## How to complete this task
Please report every line from the material that contains the word "given".

## Material to process
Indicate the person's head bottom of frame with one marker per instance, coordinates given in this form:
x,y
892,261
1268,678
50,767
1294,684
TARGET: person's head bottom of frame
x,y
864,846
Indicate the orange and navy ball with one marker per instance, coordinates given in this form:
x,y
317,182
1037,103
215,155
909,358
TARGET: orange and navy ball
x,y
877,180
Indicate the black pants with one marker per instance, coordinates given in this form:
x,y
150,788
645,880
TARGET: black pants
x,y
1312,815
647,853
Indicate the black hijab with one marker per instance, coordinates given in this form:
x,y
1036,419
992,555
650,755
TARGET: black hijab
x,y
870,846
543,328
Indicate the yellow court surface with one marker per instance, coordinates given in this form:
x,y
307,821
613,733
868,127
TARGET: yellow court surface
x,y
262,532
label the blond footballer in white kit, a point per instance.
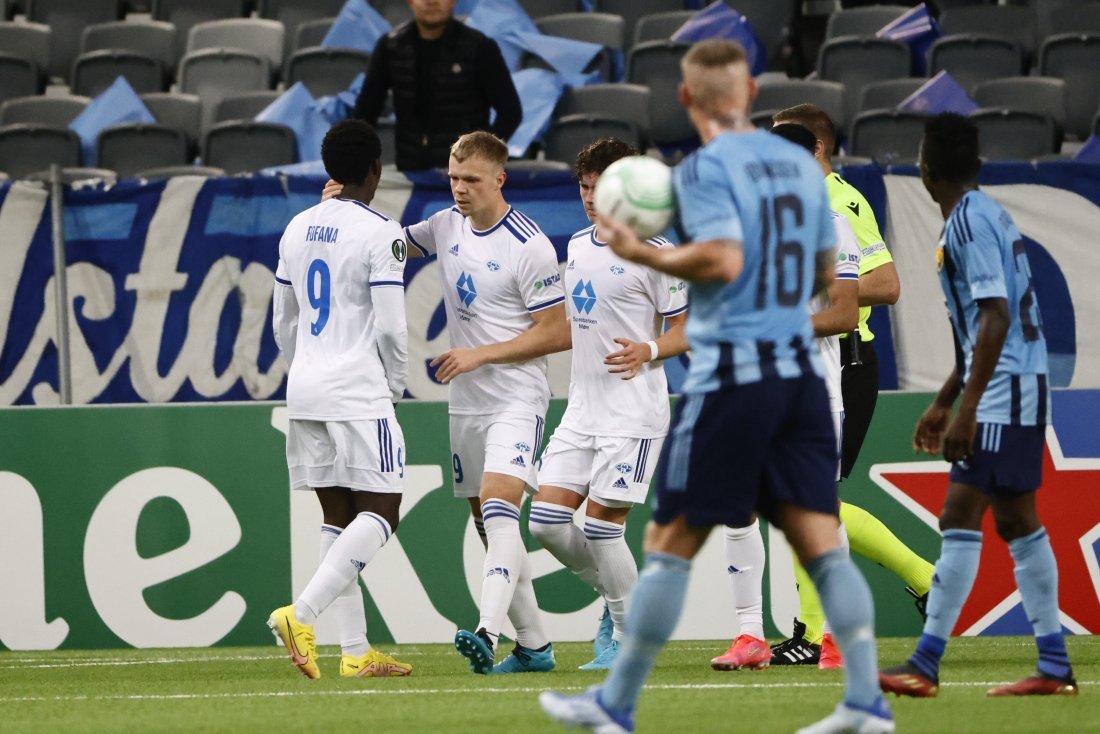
(607, 444)
(339, 319)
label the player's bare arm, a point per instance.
(880, 286)
(628, 360)
(548, 335)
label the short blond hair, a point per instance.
(482, 144)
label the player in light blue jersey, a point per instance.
(996, 440)
(754, 431)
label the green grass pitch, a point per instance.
(257, 690)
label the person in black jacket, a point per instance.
(446, 77)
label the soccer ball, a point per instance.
(638, 192)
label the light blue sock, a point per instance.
(1037, 580)
(849, 611)
(652, 614)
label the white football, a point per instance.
(637, 190)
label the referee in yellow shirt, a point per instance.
(878, 284)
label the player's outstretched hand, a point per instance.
(958, 440)
(627, 360)
(331, 188)
(928, 436)
(455, 362)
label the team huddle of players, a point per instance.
(770, 269)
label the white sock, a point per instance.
(745, 557)
(552, 525)
(618, 571)
(349, 554)
(504, 559)
(348, 609)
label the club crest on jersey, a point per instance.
(584, 297)
(466, 291)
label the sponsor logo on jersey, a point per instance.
(584, 297)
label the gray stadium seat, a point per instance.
(826, 95)
(861, 21)
(257, 35)
(243, 107)
(56, 110)
(28, 149)
(153, 39)
(67, 20)
(96, 70)
(1013, 134)
(178, 111)
(28, 41)
(248, 146)
(625, 101)
(856, 62)
(215, 74)
(572, 133)
(1075, 58)
(131, 148)
(326, 70)
(888, 137)
(971, 59)
(659, 26)
(656, 64)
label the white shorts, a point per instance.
(360, 455)
(499, 442)
(612, 471)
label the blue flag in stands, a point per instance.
(117, 105)
(358, 26)
(719, 21)
(939, 94)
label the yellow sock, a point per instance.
(810, 605)
(873, 540)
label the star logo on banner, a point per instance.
(1066, 508)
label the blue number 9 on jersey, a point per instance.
(318, 283)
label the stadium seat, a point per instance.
(153, 39)
(1075, 58)
(572, 133)
(215, 74)
(28, 149)
(602, 29)
(656, 64)
(826, 95)
(1007, 134)
(631, 10)
(971, 59)
(243, 107)
(625, 101)
(659, 26)
(96, 70)
(888, 94)
(856, 62)
(240, 146)
(128, 149)
(888, 135)
(178, 111)
(1016, 23)
(67, 20)
(55, 110)
(326, 70)
(861, 21)
(28, 41)
(19, 77)
(261, 36)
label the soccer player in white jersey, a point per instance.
(339, 319)
(835, 311)
(606, 446)
(505, 313)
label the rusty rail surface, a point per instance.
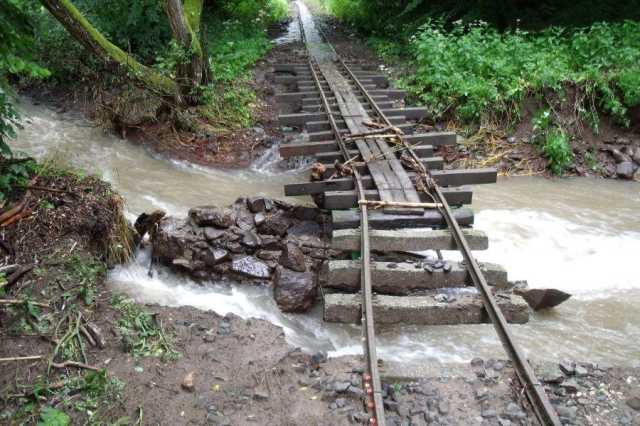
(534, 390)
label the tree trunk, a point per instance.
(80, 28)
(185, 25)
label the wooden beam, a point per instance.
(330, 157)
(422, 310)
(407, 239)
(412, 113)
(431, 163)
(405, 278)
(442, 177)
(333, 200)
(345, 219)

## Result below
Indicate the person's head bottom of frame with one marker per instance, coordinates given in this form:
Indicate the orange and navy ball with one marker per instance, coordinates given in this form:
Indicate the black pants with one marker per instance, coordinates given in this form:
Indicate the black hijab with one marker per instance, coordinates given in this form:
Indicate the yellow court surface with one marker per instance, coordinates given in this form:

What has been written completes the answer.